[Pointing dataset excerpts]
# # # #
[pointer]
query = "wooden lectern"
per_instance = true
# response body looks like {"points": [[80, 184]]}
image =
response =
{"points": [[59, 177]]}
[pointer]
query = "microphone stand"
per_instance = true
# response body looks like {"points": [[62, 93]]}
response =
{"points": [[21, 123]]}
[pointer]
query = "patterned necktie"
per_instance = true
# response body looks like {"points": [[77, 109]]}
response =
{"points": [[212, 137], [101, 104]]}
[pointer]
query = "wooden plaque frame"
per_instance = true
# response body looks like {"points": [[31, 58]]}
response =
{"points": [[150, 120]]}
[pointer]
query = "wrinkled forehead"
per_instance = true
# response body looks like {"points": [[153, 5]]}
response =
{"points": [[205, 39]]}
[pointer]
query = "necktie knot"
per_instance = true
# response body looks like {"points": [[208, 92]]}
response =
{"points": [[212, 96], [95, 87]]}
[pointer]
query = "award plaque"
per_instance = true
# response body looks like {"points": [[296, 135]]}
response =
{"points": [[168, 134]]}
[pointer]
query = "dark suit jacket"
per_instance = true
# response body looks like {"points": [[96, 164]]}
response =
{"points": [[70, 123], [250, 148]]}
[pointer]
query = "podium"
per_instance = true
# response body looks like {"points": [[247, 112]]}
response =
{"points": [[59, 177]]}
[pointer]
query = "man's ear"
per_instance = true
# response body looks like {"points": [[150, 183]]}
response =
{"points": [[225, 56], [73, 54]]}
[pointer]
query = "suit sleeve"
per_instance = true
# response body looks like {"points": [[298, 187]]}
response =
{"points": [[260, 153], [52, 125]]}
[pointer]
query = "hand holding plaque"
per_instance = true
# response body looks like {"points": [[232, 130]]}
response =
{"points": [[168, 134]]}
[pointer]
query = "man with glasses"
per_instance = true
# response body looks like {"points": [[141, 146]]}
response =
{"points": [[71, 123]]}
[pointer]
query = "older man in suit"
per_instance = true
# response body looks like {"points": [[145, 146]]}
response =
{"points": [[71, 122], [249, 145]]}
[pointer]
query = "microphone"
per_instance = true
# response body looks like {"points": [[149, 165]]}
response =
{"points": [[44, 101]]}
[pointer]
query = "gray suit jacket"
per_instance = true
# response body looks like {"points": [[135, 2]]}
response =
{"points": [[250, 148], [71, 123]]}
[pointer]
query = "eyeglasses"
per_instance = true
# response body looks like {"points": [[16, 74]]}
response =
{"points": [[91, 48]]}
# # # #
Every entry should be printed again exactly as it stands.

[pointer]
query = "wooden lectern"
per_instance = true
# response body looks like {"points": [[80, 184]]}
image =
response =
{"points": [[59, 177]]}
[pointer]
query = "microphone stand"
per_instance = true
# response body looks like {"points": [[62, 93]]}
response =
{"points": [[21, 123]]}
[pointer]
query = "patterned necktie"
per_instance = true
# response body looks like {"points": [[77, 109]]}
response =
{"points": [[212, 137], [101, 104]]}
[pointer]
query = "wooden plaque frame"
per_instance = true
# response body looks like {"points": [[31, 58]]}
response =
{"points": [[150, 120]]}
[pointer]
query = "wrinkled forehead"
per_instance = true
# response body looks like {"points": [[153, 5]]}
response =
{"points": [[205, 39]]}
[pointer]
query = "necktie knot"
per_instance = true
# response body looks like {"points": [[208, 92]]}
response =
{"points": [[212, 96], [95, 87]]}
[pointer]
query = "award plaque"
per_instance = true
# response body looks like {"points": [[296, 135]]}
response =
{"points": [[168, 134]]}
[pointer]
query = "dark suit jacket"
per_instance = true
# response body looks like {"points": [[96, 164]]}
response =
{"points": [[70, 123], [250, 148]]}
[pointer]
query = "podium"
per_instance = true
# response body looks like {"points": [[247, 112]]}
response =
{"points": [[59, 177]]}
[pointer]
query = "man's ear"
per_instance = true
# response body looks like {"points": [[150, 183]]}
response =
{"points": [[225, 56], [73, 54]]}
[pointer]
query = "suit sleeve"
per_instance = true
# response body looks like {"points": [[298, 187]]}
response =
{"points": [[260, 153], [52, 125]]}
[pointer]
query = "hand holding plaque"
per_instance = true
# response body looks like {"points": [[232, 130]]}
response =
{"points": [[168, 134]]}
[pointer]
query = "man with glasses"
per_instance = true
# response body looks like {"points": [[141, 146]]}
response =
{"points": [[71, 123]]}
[pointer]
query = "older man in suit"
per_instance = true
# response body looks like {"points": [[145, 146]]}
response =
{"points": [[71, 122], [249, 145]]}
[pointer]
query = "microphone"
per_instance = true
# response body looks like {"points": [[149, 165]]}
response =
{"points": [[44, 101]]}
[pointer]
query = "gray suit jacket"
per_instance = true
# response body looks like {"points": [[135, 2]]}
response =
{"points": [[250, 148], [71, 123]]}
[pointer]
query = "eyeglasses"
per_instance = true
# response body looks like {"points": [[16, 74]]}
response =
{"points": [[91, 48]]}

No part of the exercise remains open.